• Problemas:
a – Responde, según el texto sobre la pobreza:
(i) ¿Qué porcentaje de las personas no tuvo acceso a agua potable?
(ii) ¿A partir de qué acontecimiento comenzó a estudiarse científicamente la pobreza?
(iii) ¿En función de cuántos conceptos agrupa las designaciones típicas un cuadro conceptual?
b – Transcribe del texto sobre la pobreza todo el tramo que va desde "Si bien durante" hasta "2005a, 2013, 2015).".

• Fragmento extraído:
──────
Si bien durante ese tiempo la humanidad pudo producir alimentos para el doble de la población mundial, la insuficiencia ponderal[8] afectó al 23% de los niños de los países más pobres (129 millones) y la emaciación,[9] al 33% (195 millones). Por otra parte, el 16% (1100 millones) de las personas no tuvo acceso a agua potable y el 37% (2600 millones) no contó con sistemas de saneamiento. Estos dos factores produjeron anualmente la muerte de 1,8 millón de niños, 443 millones de días escolares perdidos y 150 millones de niños con trastornos de aprendizaje. En el contexto de esta tragedia masiva, y en el mismo período, el 5% del producto bruto interno mundial se gastó en corrupción (Banco Mundial, 2014; PNUD, 2012, 2014; Unicef, 2005a, 2013, 2015).
Definir la pobreza
La pobreza es un fenómeno complejo que comenzó a estudiarse científicamente a partir de la Revolución Francesa. Desde entonces, diferentes disciplinas humanas, sociales y de la salud han ensayado formas de definirla y medirla. Como producto de tales esfuerzos, en la actualidad contamos con más de doscientas formas de referirnos a ella (Spicker y otros, 2009). Un cuadro conceptual permite agrupar las designaciones típicas en función de cinco conceptos diferentes. Este ejercicio de clasificación intenta reflejar la pluralidad de fenómenos involucrados en la vivencia de la pobreza, así como las dificultades para definirla y medirla.
──────
• Datos proporcionados:
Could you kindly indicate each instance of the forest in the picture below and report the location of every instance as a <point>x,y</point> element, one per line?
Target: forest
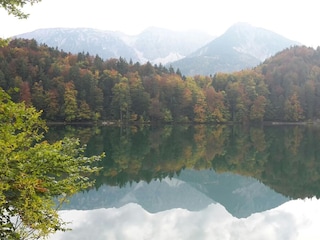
──────
• Lista de soluciones:
a –
(i) El 16% (1100 millones).
(ii) La Revolución Francesa.
(iii) Cinco.

b –
Si bien durante ese tiempo la humanidad pudo producir alimentos para el doble de la población mundial, la insuficiencia ponderal[8] afectó al 23% de los niños de los países más pobres (129 millones) y la emaciación,[9] al 33% (195 millones). Por otra parte, el 16% (1100 millones) de las personas no tuvo acceso a agua potable y el 37% (2600 millones) no contó con sistemas de saneamiento. Estos dos factores produjeron anualmente la muerte de 1,8 millón de niños, 443 millones de días escolares perdidos y 150 millones de niños con trastornos de aprendizaje. En el contexto de esta tragedia masiva, y en el mismo período, el 5% del producto bruto interno mundial se gastó en corrupción (Banco Mundial, 2014; PNUD, 2012, 2014; Unicef, 2005a, 2013, 2015).